> Data rows:
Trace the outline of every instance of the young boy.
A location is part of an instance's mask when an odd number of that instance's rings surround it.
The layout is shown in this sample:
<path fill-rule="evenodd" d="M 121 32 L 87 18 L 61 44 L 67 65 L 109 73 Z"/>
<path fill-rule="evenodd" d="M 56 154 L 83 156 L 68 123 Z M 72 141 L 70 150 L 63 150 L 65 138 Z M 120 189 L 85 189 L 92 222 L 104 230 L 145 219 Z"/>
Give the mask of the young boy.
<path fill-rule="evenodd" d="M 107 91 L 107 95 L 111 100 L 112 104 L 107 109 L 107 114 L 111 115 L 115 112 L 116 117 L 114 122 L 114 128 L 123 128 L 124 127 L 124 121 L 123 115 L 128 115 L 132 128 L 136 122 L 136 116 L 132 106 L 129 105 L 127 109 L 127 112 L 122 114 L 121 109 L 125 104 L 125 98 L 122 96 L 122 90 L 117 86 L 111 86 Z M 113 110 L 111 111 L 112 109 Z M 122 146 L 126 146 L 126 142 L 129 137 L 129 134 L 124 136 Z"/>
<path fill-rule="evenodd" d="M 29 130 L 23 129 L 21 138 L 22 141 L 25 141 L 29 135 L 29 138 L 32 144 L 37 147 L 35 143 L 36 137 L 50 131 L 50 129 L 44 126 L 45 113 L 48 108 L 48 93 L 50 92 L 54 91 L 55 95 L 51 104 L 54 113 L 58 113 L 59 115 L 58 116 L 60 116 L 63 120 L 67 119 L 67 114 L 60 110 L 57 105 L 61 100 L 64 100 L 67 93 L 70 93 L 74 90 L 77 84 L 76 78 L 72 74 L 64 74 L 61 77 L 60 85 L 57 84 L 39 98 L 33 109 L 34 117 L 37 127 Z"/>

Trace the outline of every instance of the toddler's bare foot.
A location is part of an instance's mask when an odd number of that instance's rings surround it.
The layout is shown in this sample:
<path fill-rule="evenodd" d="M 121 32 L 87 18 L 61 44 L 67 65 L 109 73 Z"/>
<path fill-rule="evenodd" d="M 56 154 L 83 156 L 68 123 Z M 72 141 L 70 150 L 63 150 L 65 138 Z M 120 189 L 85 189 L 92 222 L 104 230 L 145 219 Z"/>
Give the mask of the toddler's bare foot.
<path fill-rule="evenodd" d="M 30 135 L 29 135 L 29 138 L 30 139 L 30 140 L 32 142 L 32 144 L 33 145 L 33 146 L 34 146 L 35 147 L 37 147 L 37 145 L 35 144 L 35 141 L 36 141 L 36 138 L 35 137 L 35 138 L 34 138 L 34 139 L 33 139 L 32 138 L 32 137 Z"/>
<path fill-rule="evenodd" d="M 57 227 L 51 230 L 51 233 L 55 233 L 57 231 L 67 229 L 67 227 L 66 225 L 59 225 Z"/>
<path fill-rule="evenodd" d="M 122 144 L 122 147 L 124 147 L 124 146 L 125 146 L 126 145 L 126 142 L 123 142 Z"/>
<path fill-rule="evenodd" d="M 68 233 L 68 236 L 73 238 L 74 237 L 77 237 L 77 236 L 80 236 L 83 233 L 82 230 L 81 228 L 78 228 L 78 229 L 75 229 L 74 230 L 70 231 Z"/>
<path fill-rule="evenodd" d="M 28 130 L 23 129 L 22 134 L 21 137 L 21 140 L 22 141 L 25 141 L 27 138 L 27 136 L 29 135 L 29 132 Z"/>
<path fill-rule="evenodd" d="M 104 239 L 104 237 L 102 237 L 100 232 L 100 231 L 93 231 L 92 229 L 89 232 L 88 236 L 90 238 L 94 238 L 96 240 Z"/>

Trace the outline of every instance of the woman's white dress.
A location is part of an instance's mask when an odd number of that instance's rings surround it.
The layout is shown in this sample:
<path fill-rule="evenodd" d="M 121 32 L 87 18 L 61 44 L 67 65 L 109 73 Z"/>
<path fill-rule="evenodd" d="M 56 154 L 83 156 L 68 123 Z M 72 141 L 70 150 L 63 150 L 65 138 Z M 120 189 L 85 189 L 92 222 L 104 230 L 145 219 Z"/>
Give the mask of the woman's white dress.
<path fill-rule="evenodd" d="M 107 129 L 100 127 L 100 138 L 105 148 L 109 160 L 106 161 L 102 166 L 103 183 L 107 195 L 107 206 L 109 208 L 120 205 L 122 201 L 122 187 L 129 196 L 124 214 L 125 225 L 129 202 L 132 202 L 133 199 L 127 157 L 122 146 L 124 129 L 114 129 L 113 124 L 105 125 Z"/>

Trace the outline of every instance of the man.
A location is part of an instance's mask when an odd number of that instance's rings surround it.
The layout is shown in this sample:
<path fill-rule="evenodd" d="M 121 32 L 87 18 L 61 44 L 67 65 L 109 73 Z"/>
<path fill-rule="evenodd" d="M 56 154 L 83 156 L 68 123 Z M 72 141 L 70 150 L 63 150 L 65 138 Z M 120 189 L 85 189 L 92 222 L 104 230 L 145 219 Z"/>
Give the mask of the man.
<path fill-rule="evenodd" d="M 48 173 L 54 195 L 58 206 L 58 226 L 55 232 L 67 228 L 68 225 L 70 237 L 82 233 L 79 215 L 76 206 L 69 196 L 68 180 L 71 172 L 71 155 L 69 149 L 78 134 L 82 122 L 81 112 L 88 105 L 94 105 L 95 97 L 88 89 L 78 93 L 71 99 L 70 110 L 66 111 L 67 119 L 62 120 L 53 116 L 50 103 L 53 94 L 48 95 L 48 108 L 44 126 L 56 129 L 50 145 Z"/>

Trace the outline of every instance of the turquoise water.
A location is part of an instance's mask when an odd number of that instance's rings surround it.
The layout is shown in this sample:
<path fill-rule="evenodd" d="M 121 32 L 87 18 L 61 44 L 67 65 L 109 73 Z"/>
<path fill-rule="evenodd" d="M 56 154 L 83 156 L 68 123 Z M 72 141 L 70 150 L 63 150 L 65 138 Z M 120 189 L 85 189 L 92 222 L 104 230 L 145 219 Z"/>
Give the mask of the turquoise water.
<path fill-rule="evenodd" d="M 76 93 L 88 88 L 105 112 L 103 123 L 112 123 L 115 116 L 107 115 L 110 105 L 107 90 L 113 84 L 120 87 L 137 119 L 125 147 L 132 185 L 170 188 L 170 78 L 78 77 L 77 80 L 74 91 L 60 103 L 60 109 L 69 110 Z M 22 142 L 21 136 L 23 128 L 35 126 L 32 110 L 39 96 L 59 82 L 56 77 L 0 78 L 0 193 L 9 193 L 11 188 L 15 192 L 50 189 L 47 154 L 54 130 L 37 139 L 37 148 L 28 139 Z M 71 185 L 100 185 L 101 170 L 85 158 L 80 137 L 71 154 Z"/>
--
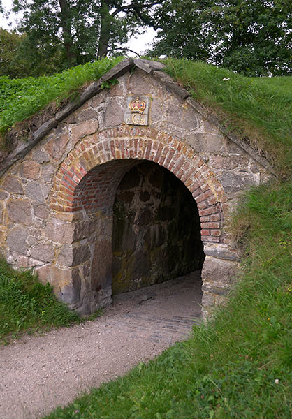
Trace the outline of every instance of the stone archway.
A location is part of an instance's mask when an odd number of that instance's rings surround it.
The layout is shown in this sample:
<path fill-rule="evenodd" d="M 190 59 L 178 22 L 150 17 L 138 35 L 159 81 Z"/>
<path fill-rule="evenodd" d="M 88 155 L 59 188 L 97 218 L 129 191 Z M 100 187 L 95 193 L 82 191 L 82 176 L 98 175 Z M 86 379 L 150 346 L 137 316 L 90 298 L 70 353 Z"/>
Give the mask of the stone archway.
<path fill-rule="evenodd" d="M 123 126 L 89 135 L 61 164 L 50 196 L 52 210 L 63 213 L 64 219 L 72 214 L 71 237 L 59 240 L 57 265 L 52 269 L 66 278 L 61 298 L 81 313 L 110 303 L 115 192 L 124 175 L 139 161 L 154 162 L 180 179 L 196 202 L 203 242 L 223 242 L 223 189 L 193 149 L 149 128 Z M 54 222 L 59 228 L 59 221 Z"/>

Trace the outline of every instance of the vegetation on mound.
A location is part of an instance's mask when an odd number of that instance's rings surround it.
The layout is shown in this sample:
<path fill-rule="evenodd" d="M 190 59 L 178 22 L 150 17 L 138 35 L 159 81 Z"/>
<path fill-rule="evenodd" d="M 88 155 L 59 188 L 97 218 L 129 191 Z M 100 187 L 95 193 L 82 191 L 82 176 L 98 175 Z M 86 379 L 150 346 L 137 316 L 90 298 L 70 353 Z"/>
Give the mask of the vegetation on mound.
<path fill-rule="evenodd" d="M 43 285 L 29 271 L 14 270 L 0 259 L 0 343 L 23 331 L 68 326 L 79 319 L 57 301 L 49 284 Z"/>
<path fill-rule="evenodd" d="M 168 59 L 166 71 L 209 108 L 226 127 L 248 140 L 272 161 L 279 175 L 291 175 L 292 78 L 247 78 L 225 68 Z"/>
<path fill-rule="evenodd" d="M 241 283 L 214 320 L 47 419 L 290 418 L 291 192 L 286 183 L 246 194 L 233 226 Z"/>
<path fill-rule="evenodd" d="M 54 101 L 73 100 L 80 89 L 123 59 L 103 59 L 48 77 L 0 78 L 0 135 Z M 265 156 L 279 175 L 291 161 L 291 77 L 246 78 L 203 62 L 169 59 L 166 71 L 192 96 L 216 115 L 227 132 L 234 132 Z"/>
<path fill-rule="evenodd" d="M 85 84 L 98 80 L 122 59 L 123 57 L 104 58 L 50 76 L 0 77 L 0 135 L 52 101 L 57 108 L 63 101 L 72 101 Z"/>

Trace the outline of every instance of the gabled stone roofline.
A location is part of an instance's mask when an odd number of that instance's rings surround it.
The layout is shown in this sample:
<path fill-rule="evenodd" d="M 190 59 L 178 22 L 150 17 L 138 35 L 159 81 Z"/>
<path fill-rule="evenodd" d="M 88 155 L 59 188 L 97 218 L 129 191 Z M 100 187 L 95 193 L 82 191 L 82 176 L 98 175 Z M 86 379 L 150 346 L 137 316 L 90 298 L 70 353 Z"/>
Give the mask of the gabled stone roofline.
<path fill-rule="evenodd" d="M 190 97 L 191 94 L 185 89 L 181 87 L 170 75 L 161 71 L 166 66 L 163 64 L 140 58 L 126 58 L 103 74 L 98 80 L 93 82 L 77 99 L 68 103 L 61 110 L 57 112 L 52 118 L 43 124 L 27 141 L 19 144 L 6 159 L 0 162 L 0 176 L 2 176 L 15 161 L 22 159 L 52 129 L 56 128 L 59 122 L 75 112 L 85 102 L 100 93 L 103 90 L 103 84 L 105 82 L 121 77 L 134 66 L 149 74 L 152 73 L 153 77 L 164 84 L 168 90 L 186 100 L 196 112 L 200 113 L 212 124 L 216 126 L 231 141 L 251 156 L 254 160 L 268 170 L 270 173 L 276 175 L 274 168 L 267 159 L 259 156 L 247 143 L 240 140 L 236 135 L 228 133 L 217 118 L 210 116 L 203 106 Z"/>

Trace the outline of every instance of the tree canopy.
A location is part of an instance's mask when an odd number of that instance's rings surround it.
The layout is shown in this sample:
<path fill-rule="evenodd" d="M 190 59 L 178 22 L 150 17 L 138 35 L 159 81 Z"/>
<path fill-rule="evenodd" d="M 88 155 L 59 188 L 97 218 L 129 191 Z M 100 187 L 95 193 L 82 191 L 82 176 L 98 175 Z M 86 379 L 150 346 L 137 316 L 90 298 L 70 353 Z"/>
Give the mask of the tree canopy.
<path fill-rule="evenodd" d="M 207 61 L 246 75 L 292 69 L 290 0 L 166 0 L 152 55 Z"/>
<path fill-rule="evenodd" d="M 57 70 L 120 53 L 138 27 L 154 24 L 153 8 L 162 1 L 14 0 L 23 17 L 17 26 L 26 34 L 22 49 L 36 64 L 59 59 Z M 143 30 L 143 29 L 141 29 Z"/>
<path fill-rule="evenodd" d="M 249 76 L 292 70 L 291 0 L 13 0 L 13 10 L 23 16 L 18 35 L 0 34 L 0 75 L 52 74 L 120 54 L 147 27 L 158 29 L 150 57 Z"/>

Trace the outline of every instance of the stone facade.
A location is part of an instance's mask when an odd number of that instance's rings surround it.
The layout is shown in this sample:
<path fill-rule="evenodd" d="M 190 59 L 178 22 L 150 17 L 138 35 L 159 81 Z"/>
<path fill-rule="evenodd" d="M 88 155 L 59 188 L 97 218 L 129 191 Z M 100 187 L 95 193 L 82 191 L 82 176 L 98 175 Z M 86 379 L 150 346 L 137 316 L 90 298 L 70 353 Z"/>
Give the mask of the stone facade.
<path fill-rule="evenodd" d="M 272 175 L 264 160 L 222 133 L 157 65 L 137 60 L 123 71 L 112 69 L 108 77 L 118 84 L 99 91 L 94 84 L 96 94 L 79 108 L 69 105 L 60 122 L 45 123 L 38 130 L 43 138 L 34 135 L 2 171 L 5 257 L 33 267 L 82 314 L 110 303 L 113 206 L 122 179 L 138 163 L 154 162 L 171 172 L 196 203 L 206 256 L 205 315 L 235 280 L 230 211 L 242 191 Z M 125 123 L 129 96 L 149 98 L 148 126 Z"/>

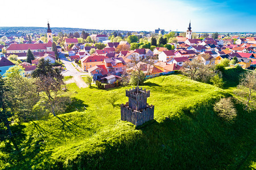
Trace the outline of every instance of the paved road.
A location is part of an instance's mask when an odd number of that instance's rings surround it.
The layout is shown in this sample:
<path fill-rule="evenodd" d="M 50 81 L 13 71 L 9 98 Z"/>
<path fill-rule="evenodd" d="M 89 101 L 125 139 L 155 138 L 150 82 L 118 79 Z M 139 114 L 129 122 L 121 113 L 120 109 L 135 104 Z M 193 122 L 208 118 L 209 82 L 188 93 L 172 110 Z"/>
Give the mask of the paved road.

> Exercise objective:
Rewrite the records starting at the line containing "Trace the outline of every instance of the young" and ending at the line containing "Give the mask of the young boy.", changing "young boy" to "small child" and leaving everything else as it is.

> Complete output:
Trace the outline of every instance of the small child.
A location is part of an instance's mask when an odd number of that instance's rings surround it.
The layout is shown in this sample:
<path fill-rule="evenodd" d="M 121 32 L 87 18 L 61 44 L 67 65 L 109 73 Z"/>
<path fill-rule="evenodd" d="M 56 154 L 83 156 L 68 123 Z M 72 141 L 70 150 L 63 150 L 65 138 Z M 120 189 L 85 189 L 92 222 L 104 230 L 145 219 Z"/>
Give the mask of the small child.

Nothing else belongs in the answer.